## Things to do
- a) Answer each question from the end-of-life services page.
(i) What period of time does vigil sitting cover?
(ii) Through what legal document is advanced care planning typically done?
(iii) Which three kinds of needs does the End of Life Guides' support encompass?
- b) From the end-of-life services page, list every form that end-of-life support can take.
- c) Write the next part of the end-of-life services page, picking up after the last sentence of the advanced care planning section.

## Given passage

——————————

SERVICES & Offerings
End of Life Planning & Support
As End of Life Guides, our my role is to provide compassionate, non-medical, holistic support that encompasses the emotional, spiritual, and practical needs of those facing the end of their life and the circle of loved ones who support them. We will work together to create an end-of-life plan and experience for you and your circle of support that is aligned with your values and allows for more peace and ease in your final days. End-of-life support can look like…
Family meeting facilitation to ensure your wishes are clearly communicated and your circle of support feels informed and resourced.
Service coordination with hospice and/or private caregiving or support services such as music therapy, meal delivery, housekeeping services, etc.
Respite for caregivers. A dying person’s circle of support also needs tended to. It is important that caregivers are given the opportunity to rest and recharge so they can continue in their role.
Compassionate conversation & life review.
Creation and integration of ceremony and ritual.
Vigil sitting. This is the period of time in the hours or days before death.
After death care. This can include a body washing & blessing & home funeral support or assistance with funeral or memorial service arrangements outside of the home
Grief support
Advanced Care Planning
Advanced care planning (ACP) is a process where individuals with decision-making capacity discuss and document their future healthcare wishes, essentially outlining what kind of medical treatment they want or don’t want to receive if they become unable to communicate their preferences due to a medical situation; this is typically done through a legal document called an advance directive. The process of advanced care planning is informed by your values and beliefs.

——————————

## Source information

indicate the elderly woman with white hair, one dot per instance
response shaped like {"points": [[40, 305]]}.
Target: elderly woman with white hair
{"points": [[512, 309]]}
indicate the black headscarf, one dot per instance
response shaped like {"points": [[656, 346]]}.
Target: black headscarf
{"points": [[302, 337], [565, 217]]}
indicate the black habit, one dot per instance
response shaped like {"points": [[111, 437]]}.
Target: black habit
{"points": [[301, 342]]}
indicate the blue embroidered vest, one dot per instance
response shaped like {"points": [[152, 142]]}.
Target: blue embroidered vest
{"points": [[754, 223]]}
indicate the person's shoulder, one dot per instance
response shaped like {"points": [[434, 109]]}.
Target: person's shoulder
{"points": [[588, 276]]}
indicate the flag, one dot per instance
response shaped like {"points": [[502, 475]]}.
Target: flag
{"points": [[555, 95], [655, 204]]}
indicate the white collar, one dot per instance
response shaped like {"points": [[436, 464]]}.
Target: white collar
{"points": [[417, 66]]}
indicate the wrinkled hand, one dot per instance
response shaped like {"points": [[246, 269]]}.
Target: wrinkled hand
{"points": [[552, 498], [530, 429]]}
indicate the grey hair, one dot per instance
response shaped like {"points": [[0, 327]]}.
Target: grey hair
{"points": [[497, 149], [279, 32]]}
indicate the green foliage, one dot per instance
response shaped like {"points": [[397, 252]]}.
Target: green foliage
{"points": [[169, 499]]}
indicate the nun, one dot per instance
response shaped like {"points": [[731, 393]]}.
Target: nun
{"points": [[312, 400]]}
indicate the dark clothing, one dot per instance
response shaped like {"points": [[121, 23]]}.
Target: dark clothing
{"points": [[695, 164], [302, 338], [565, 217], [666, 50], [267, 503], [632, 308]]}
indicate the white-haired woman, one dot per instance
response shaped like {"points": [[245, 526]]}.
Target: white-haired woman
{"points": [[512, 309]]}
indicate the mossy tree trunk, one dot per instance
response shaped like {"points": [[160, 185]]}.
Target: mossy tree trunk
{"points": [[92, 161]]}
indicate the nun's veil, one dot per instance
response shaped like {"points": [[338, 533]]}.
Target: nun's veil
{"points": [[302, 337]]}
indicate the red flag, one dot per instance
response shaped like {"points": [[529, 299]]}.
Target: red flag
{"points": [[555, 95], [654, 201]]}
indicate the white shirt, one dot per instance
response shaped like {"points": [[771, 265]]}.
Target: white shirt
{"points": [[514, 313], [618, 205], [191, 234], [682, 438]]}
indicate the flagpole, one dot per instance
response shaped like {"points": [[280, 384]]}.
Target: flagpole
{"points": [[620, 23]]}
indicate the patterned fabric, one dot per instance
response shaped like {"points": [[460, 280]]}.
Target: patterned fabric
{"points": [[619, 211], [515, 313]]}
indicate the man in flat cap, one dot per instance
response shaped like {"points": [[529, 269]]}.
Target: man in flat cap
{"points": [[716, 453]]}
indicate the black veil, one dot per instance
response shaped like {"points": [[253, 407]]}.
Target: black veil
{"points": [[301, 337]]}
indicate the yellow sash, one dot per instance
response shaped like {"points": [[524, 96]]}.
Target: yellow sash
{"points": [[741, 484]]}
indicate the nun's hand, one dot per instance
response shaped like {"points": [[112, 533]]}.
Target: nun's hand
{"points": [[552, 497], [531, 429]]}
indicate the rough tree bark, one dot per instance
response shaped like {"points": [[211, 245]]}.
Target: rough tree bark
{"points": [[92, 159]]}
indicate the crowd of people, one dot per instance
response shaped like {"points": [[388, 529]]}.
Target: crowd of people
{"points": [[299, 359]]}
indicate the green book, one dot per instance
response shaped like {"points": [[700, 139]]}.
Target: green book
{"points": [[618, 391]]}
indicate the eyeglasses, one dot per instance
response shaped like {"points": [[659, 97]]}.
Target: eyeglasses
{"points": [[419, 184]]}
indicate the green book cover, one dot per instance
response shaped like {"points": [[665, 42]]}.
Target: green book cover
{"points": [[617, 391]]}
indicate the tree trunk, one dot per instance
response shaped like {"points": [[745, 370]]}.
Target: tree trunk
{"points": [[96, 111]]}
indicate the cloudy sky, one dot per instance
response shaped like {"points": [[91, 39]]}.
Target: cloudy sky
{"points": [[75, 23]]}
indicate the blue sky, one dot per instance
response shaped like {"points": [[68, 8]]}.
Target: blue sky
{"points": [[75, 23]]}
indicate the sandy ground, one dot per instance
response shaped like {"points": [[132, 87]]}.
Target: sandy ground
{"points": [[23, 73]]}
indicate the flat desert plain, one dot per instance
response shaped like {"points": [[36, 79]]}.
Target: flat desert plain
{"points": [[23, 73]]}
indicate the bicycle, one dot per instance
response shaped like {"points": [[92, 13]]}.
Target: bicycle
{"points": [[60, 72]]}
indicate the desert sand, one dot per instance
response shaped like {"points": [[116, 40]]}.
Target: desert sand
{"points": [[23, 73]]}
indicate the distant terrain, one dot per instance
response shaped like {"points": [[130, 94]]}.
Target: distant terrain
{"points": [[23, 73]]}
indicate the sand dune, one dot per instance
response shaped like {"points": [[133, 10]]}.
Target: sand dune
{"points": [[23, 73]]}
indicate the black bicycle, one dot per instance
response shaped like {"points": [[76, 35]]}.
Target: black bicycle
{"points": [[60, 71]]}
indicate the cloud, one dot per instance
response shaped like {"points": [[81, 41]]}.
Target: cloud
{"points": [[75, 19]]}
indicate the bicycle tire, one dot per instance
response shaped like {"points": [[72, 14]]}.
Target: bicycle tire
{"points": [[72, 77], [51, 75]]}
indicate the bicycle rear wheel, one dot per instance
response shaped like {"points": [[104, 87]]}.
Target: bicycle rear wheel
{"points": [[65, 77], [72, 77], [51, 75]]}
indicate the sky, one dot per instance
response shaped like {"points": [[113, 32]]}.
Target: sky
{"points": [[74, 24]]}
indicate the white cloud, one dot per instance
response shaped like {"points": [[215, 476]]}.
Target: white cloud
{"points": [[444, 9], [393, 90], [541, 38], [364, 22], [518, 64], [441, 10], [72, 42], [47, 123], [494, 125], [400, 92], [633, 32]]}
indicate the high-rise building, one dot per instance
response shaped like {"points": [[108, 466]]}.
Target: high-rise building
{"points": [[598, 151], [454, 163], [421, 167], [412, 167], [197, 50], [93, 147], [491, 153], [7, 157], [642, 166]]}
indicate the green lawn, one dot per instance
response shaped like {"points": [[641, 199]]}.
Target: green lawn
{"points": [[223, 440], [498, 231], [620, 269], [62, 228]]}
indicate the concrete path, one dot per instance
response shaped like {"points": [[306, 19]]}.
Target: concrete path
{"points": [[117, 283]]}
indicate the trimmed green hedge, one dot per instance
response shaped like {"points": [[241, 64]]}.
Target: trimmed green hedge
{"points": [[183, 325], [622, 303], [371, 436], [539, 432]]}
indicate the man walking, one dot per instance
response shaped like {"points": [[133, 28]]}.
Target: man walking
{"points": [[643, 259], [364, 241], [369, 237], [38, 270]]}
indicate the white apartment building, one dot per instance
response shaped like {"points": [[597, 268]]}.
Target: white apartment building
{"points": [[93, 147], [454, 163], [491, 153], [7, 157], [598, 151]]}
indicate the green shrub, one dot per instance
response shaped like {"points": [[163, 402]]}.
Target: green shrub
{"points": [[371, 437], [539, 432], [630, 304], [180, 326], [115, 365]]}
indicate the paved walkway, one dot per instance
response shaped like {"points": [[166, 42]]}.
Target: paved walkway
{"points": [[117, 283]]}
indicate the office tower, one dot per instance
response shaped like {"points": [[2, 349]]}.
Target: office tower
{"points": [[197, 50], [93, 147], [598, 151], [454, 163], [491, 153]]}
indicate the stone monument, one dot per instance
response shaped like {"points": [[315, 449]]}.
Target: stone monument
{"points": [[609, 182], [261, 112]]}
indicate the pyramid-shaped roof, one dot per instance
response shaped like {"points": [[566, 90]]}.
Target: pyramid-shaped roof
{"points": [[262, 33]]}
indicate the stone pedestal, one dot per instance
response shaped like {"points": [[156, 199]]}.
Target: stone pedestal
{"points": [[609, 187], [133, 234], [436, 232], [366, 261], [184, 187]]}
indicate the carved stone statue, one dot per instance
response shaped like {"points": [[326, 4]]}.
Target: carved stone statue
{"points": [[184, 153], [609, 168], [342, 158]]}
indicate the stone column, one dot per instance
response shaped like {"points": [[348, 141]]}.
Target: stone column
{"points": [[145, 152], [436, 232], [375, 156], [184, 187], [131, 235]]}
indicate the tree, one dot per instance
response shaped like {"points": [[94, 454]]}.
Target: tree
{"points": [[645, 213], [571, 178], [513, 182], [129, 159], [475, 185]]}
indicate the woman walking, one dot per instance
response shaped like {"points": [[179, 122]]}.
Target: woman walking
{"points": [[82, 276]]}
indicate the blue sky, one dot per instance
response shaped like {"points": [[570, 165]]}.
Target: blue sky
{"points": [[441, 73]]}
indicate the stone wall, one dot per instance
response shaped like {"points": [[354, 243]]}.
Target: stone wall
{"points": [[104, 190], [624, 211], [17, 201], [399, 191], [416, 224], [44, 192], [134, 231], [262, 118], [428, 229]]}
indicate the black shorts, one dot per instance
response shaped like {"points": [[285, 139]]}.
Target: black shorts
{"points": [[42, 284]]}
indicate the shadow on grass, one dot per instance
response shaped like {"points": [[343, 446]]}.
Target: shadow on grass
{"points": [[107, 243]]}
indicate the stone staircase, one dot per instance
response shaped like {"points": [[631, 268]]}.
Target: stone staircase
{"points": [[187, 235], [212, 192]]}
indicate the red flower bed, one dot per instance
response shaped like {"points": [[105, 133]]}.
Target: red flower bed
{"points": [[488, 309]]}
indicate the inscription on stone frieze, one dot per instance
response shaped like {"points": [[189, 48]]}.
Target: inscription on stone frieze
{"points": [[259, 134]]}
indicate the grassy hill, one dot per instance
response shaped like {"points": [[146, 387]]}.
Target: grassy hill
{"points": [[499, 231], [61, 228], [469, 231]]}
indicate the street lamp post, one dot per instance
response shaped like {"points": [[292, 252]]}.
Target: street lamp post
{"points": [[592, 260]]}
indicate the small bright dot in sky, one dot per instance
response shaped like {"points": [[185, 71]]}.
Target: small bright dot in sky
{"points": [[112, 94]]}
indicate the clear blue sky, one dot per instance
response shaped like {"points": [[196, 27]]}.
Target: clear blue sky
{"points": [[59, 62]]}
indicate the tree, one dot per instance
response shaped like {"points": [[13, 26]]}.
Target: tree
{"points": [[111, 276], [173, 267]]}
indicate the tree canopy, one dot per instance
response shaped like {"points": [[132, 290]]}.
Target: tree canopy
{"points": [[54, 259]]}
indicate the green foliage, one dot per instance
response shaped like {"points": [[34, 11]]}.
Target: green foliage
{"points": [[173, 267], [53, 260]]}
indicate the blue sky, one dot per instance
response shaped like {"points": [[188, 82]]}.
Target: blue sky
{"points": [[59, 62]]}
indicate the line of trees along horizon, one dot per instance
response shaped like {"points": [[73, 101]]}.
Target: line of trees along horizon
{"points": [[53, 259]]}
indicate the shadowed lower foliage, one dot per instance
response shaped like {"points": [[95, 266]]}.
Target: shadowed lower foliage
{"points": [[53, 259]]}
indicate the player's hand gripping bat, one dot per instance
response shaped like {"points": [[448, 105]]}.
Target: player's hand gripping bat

——————————

## Expected outputs
- a)
(i) The hours or days before death.
(ii) An advance directive.
(iii) Emotional, spiritual, and practical needs.

- b)
- Family meeting facilitation
- Service coordination with hospice and/or private caregiving or support services
- Respite for caregivers
- Compassionate conversation & life review
- Creation and integration of ceremony and ritual
- Vigil sitting
- After death care
- Grief support

- c)
Advanced care planning is a multi-step process which includes reviewing the document, discussing how you might go about decision-making, including how to choose your healthcare agent, and then clearly documenting those decisions. We will also discuss ways to have conversations with loved ones about your wishes as this is often the most challenging aspect of advanced care planning.
As people age and their life circumstances and health conditions change, reviewing and communicating healthcare preferences is important to ensure those wishes are honored.
Grief Support
Grief is not something to fix or move past—it’s something to honor, tend to, and integrate. It can be hard in modern times to know that we will be protected and safe in grief, to know that we can come undone and that we will come out the other side. To be able to grieve well we must have time. Grief is not compatible with productivity and our culture values productively above all else. To be able to grieve well we need the support of community. Grief is nearly impossible to endure without the support of others. To be able to grieve well we must be brave. We fear death and loss and grief so it’s an act of courage to enter into grief. When we suspend grief and don’t allow the process of grieving, it doesn’t go away. It can come out sideways as anger, addiction, or disease.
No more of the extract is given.